§ EXERCISE PROMPT: Update the material from its start through the line with "column 658, row 420" by replacing "innermost point" with "central point" and changing nothing else. Leave the pictures out of your answer.
------ SUPPLIED RECORDS
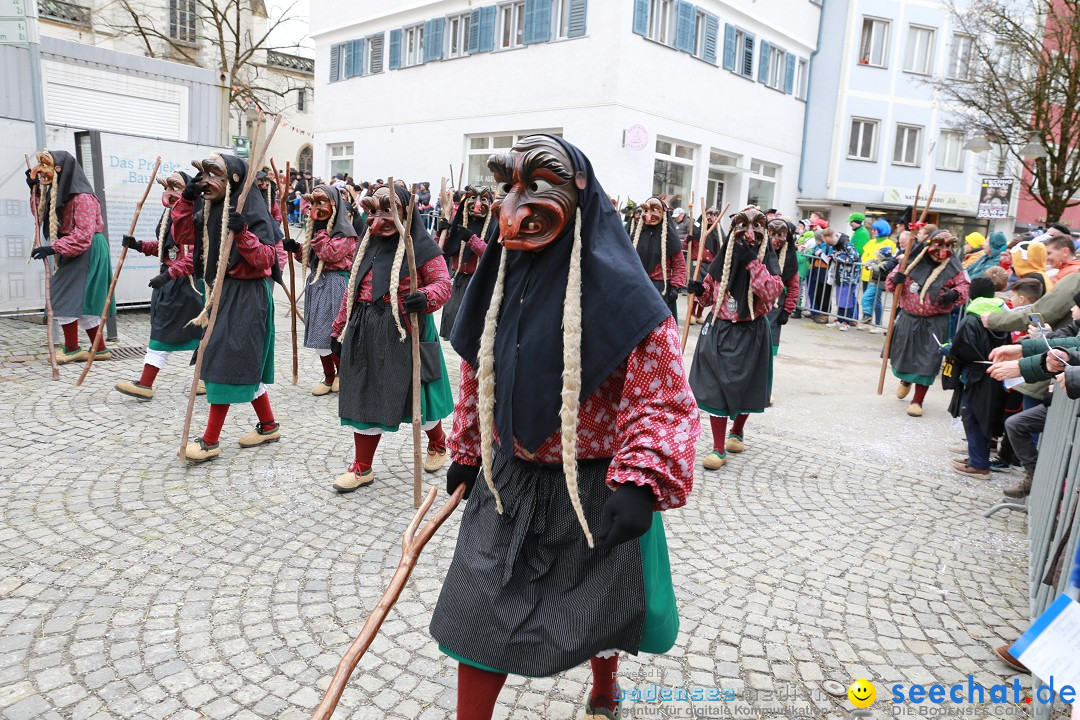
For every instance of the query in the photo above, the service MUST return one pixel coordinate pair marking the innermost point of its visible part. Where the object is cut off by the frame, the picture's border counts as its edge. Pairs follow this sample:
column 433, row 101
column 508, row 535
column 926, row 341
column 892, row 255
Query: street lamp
column 1034, row 149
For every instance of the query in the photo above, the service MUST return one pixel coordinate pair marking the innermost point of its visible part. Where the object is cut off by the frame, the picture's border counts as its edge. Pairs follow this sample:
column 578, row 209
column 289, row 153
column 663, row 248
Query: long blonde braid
column 485, row 382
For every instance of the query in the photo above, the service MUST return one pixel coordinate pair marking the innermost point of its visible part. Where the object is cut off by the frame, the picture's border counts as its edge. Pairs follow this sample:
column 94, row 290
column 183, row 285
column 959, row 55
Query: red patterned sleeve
column 463, row 442
column 84, row 214
column 658, row 420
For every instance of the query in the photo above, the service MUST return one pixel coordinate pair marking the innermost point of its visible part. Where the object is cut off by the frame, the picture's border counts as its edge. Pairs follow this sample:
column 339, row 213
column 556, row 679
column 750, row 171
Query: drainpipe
column 806, row 110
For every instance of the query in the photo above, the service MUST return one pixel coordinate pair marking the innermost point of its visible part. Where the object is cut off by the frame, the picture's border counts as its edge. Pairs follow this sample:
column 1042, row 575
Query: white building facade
column 876, row 127
column 664, row 96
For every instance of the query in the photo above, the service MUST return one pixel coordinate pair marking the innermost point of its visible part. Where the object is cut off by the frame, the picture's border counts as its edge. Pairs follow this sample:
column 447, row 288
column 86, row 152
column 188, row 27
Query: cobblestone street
column 838, row 546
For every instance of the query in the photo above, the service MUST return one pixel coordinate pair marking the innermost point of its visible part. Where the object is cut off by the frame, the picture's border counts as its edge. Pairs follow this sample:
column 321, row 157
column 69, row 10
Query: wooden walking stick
column 292, row 273
column 899, row 289
column 49, row 272
column 218, row 280
column 414, row 320
column 413, row 544
column 99, row 336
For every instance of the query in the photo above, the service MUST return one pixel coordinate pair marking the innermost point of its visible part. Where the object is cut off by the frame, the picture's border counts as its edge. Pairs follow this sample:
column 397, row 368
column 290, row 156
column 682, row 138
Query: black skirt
column 732, row 366
column 450, row 309
column 524, row 593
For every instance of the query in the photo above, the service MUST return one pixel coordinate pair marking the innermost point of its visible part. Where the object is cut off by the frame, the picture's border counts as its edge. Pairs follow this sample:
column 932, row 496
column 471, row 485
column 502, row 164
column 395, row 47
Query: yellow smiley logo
column 862, row 693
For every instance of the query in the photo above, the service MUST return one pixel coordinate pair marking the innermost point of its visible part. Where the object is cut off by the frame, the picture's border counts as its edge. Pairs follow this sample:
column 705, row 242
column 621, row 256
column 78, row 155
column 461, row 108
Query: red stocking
column 604, row 681
column 477, row 691
column 214, row 422
column 719, row 432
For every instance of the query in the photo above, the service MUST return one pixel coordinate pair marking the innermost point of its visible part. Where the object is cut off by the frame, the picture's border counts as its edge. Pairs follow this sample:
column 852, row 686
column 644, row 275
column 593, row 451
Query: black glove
column 415, row 302
column 193, row 188
column 947, row 298
column 237, row 222
column 626, row 515
column 458, row 474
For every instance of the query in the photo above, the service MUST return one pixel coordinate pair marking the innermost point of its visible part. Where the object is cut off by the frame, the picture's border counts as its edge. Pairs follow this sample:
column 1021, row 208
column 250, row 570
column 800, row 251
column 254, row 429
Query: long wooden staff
column 49, row 272
column 413, row 544
column 414, row 320
column 896, row 291
column 218, row 280
column 99, row 336
column 292, row 273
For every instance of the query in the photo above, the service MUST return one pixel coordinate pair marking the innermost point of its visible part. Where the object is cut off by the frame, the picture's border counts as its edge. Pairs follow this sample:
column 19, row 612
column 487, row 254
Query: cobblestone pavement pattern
column 835, row 547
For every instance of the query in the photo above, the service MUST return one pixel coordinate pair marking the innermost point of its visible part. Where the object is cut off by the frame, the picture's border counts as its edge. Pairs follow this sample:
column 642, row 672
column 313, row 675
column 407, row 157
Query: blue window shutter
column 684, row 30
column 474, row 31
column 729, row 46
column 487, row 29
column 537, row 21
column 335, row 63
column 578, row 12
column 395, row 50
column 712, row 37
column 642, row 16
column 763, row 65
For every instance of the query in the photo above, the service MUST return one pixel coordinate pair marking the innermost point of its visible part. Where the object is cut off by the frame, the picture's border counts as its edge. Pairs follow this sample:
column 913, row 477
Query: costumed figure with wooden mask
column 731, row 375
column 709, row 253
column 238, row 364
column 782, row 238
column 934, row 283
column 660, row 250
column 72, row 230
column 325, row 253
column 177, row 296
column 467, row 239
column 370, row 336
column 570, row 421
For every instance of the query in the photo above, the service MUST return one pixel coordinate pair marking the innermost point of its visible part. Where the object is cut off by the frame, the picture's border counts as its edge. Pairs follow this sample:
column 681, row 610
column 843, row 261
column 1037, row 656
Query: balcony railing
column 294, row 63
column 64, row 12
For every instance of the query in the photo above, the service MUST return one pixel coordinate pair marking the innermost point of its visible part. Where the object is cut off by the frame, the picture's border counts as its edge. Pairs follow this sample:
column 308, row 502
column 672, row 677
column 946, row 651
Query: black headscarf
column 648, row 243
column 256, row 215
column 530, row 321
column 739, row 281
column 71, row 181
column 379, row 256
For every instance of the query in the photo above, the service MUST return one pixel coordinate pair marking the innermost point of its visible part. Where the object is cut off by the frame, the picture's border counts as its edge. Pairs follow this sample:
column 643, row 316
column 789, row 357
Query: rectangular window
column 863, row 141
column 960, row 65
column 950, row 150
column 413, row 45
column 512, row 25
column 919, row 56
column 340, row 158
column 457, row 36
column 874, row 46
column 906, row 149
column 181, row 21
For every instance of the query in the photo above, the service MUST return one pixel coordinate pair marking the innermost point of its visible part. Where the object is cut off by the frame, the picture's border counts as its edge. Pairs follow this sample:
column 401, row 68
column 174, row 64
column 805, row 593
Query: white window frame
column 512, row 13
column 904, row 146
column 919, row 37
column 875, row 126
column 878, row 28
column 413, row 45
column 950, row 151
column 961, row 50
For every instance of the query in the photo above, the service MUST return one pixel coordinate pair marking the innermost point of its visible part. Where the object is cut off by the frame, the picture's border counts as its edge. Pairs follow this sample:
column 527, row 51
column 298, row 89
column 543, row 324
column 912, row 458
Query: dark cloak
column 71, row 180
column 528, row 342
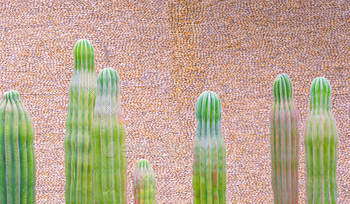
------------
§ EXERCISE ANSWER:
For every instance of the query in the photo above, the service MUST return one pixel coordinate pair marking the central point of its visible part. Where the object is cut off by the frame, the picture's border counts as its edge. Pairs follow this sample:
column 433, row 101
column 508, row 535
column 926, row 341
column 892, row 255
Query: street lamp
column 1034, row 149
For every instance of the query in the photo above, the service MUST return one pixel coordinate pair marking the central point of its visible part. Where the object is cut off by the frame, the picture's border counts as its edge. Pairs follow this sample:
column 578, row 209
column 289, row 153
column 663, row 248
Query: long blonde braid
column 485, row 382
For every instance of the query in the photo above, the service MUST return one pixel coordinate pair marking the central point of its visible part. Where the object is cut off by the frame, the picture's border counts as its edge. Pairs follow this sample:
column 94, row 290
column 183, row 285
column 959, row 55
Query: red patterned sleeve
column 463, row 442
column 84, row 214
column 658, row 420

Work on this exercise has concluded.